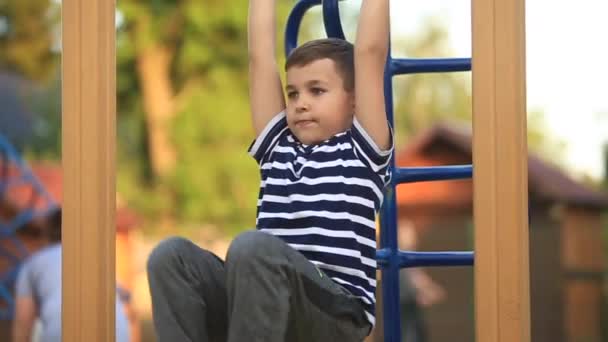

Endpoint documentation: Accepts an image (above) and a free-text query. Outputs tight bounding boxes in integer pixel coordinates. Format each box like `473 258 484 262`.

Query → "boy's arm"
248 0 285 136
355 0 390 150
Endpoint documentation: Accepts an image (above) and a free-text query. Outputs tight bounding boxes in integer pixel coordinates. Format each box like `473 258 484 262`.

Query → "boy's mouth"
296 120 316 128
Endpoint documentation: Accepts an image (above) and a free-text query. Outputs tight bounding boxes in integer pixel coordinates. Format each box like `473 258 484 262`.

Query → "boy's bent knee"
226 231 282 263
147 236 192 272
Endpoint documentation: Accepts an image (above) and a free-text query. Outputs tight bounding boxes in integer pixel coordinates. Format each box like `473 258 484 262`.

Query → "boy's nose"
296 101 310 112
296 97 310 112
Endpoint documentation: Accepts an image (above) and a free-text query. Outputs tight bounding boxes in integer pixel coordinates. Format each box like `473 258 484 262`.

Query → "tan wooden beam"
62 0 116 342
472 0 530 342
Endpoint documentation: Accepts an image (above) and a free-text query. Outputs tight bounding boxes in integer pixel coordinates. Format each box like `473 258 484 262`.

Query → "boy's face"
286 58 355 145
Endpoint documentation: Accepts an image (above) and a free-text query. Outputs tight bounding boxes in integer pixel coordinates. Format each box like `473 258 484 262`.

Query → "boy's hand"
355 0 390 150
248 0 285 136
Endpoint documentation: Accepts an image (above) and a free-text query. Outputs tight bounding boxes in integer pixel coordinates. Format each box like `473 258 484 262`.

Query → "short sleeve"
351 118 395 184
15 262 34 297
248 111 288 165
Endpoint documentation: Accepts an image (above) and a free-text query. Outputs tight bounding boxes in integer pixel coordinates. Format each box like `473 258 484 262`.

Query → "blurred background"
0 0 608 342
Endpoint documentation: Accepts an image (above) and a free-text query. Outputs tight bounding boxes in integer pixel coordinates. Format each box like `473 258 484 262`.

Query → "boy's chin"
296 134 331 145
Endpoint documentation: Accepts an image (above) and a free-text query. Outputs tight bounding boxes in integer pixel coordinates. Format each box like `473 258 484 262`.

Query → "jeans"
148 231 371 342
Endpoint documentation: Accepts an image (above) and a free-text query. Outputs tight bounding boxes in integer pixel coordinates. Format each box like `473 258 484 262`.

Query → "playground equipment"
62 0 530 342
0 135 57 320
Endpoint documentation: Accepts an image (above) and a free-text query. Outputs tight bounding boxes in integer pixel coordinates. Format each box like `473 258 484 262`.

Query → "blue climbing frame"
285 0 473 342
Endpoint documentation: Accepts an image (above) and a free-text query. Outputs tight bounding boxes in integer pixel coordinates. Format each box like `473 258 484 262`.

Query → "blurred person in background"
13 210 129 342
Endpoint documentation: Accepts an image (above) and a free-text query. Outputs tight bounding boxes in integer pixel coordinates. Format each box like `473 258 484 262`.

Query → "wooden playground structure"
62 0 530 342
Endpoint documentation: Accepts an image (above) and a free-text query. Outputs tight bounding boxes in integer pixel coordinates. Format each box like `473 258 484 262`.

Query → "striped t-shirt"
249 112 393 325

• • • •

> _WHAT IS ASKED_
Leave out the pictures and copy every record above exactly.

> _EXERCISE SOLUTION_
Endpoint documentation: Accepts an image (above) and a free-text query. Outputs tight bounding boxes in integer pixel coordinates. Format each box like `473 258 484 262`.

Query → "boy's arm"
248 0 285 136
355 0 390 150
Endpoint documentation: Accepts an image (above) and a free-text query. Outputs tight bounding boxes in integer pixel coordinates. Format each box like `473 258 484 262`.

Query → "boy's mouth"
296 120 316 128
Endpoint documentation: Accepts an image (above) and a free-text query. Outputs tight bounding boxes in integer pixel coordinates. Format each box like `473 258 484 262`.

Query → "boy's bent knee"
226 231 282 263
147 236 192 272
Endpoint documentation: Accepts an image (above) and a free-text query. Outputs tight bounding boxes in integer pixel coordinates. Format each box like `473 258 484 262`.

Query → "boy's nose"
296 101 310 112
296 97 310 112
Endpoint documentation: Accepts an image (above) and a free-text query. Outputs tight bounding boxes in integer pixel coordinates. Format each box like `473 258 484 262`.

Query → "tan wooden beam"
62 0 116 342
472 0 530 342
Endpoint documentation: Accepts an image (above) and a free-text query. Outputs tight bounding boxes in integer pixel coordinates. Format each box like `473 258 484 262`.

Query → "boy's face"
286 58 355 145
Endpoint documentation: Accepts an image (above) and a free-text query. Outputs tight bounding boxes in integer pixel coordinates. Format each box like `473 258 484 262`.

Query → "boy's hand"
355 0 390 150
248 0 285 136
Endpoint documentation: Accepts an image (above) and a free-text query. Outputs tight bounding boxes in integer pixel coordinates. Format each box like `473 258 484 262`.

Query → "short sleeve"
351 118 395 184
15 262 34 297
248 111 288 165
Endpoint documentation: Accepts an image (above) and a free-text query. Outputs tight bounding boxes in integer pixel coordinates. Format each box like `473 258 484 262`.

Query → "blurred background"
0 0 608 342
Endpoint documentation: Accepts an image (above) and a free-text query. Outputs tight bounding boxes in integer pixel coordinates. Format each box like `473 258 484 262`.

Query → "boy's chin"
296 134 331 145
Endpoint documentation: Accepts an image (above) and a free-text query. Outputs tight bounding boxes in integer pixel coordinates. Format each box like `473 258 484 262`.

Query → "jeans"
148 231 371 342
Endpoint documentation: Accepts an image (above) and a free-text query. Outputs tight bounding boxes in integer pixel coordinates. Format each box like `473 258 484 262`.

Query → "playground equipment"
62 0 530 342
0 135 57 320
Endpoint documentation: Accepts an image (above) and a free-text query. Outputs tight bounding boxes in integer pixel coordinates. Format each box like `473 258 484 262`.

Query → "blue climbing frame"
285 0 473 342
Endpoint documentation: Accepts an image (above) and a free-text query. Outputs tight bounding boxes in integer pixel coordinates. Format each box like `473 258 484 262`.

Query → "blurred person in background"
13 210 129 342
Endpoint documentation: Accepts an image (above) and a free-text query. Outputs tight bounding boxes in integer pixel coordinates. Format each box like `473 258 484 262`.

Query → "wooden playground structure"
62 0 530 342
Endpoint documentation: Accepts an image (above) and a free-text query. Outputs tight bounding boxes in integer pixel coordinates. Format each box like `473 258 484 262`.

Query → "striped t-shirt"
249 112 393 325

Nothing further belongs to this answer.